Lines for pointing and labeling
----

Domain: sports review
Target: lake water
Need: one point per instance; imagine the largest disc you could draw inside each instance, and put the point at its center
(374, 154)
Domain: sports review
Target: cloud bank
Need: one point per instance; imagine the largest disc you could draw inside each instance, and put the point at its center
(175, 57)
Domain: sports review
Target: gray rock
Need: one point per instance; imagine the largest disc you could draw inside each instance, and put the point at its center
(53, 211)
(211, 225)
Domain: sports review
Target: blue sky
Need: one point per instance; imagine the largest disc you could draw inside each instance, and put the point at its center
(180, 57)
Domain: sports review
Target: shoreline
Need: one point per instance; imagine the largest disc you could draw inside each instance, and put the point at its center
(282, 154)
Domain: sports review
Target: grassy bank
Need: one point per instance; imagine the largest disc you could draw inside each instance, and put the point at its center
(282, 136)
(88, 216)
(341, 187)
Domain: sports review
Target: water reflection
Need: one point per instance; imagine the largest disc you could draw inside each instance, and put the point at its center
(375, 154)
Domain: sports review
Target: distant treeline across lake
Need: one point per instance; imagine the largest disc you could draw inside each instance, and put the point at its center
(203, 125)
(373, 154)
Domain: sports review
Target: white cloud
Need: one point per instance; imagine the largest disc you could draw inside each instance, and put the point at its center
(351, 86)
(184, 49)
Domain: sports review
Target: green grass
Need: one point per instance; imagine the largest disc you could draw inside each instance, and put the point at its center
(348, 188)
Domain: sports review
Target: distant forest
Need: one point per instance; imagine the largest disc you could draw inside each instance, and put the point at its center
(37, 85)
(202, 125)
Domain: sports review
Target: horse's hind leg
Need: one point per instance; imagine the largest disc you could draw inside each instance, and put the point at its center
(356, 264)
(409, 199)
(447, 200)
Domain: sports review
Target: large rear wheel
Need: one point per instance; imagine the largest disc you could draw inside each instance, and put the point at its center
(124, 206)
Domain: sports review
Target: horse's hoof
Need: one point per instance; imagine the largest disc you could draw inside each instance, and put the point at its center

----

◆ What the task asks:
Count the lines above that contain the string "water", treating uppercase and lowercase as different. Reply with the number alone.

◆ Answer to the problem:
2